-------- INPUT DATA

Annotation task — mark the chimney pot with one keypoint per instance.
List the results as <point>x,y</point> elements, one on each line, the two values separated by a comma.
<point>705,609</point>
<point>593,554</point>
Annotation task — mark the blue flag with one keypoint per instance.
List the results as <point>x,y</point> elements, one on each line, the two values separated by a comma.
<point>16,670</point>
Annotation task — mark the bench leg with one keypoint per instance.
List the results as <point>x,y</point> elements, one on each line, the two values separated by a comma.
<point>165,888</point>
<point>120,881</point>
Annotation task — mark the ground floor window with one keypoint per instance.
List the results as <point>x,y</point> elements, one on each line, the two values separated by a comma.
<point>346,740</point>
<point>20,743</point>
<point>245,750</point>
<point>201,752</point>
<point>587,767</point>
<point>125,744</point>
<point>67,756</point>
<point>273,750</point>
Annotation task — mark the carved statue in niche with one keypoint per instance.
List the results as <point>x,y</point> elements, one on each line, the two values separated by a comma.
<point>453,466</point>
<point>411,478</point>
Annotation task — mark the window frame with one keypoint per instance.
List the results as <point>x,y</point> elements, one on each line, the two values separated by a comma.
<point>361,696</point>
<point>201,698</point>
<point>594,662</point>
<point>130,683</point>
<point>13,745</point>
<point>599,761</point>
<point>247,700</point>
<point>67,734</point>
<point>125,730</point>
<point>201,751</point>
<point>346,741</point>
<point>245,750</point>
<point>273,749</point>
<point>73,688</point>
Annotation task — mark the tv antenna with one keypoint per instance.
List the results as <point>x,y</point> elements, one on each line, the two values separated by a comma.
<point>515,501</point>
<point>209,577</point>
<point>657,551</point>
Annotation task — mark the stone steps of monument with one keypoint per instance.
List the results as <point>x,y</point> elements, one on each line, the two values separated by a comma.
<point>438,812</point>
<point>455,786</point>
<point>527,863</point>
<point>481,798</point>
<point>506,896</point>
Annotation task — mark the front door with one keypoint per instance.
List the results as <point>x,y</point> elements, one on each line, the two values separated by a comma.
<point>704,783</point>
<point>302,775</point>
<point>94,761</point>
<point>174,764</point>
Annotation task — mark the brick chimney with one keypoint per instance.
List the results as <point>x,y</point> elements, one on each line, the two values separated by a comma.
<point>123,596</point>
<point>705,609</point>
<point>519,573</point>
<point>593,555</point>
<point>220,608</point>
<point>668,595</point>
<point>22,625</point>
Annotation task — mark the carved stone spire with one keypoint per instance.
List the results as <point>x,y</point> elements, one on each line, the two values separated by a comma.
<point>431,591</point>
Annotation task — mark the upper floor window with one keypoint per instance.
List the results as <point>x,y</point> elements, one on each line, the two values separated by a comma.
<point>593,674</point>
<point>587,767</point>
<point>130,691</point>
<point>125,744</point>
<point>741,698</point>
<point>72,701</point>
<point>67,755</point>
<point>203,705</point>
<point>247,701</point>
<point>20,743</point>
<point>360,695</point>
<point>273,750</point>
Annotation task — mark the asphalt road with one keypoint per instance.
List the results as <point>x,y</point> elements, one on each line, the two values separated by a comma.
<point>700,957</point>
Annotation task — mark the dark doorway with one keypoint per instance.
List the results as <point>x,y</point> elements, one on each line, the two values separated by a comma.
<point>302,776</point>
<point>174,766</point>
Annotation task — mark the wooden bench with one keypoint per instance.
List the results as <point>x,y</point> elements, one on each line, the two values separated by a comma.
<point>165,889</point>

----------------

Go through the records from the first line and copy each one exactly, ending after the line that contains "Annotation task — mark the ground". Give nothing else.

Annotation task — mark the chimney pot with one keypoint per instance.
List the results as <point>x,y</point> elements, one on each line, the two values separated by a comma.
<point>705,609</point>
<point>593,554</point>
Annotation task — mark the blue flag with one keypoint per instance.
List the results as <point>x,y</point> elements, one on each line, the two values separated by a comma.
<point>16,670</point>
Annotation task — mark the bench leg with one keypoint per instance.
List the results as <point>x,y</point> elements, one on each line, the two values separated by a comma.
<point>165,888</point>
<point>120,881</point>
Annotation task — mark the ground floor window with one keypoint per instance.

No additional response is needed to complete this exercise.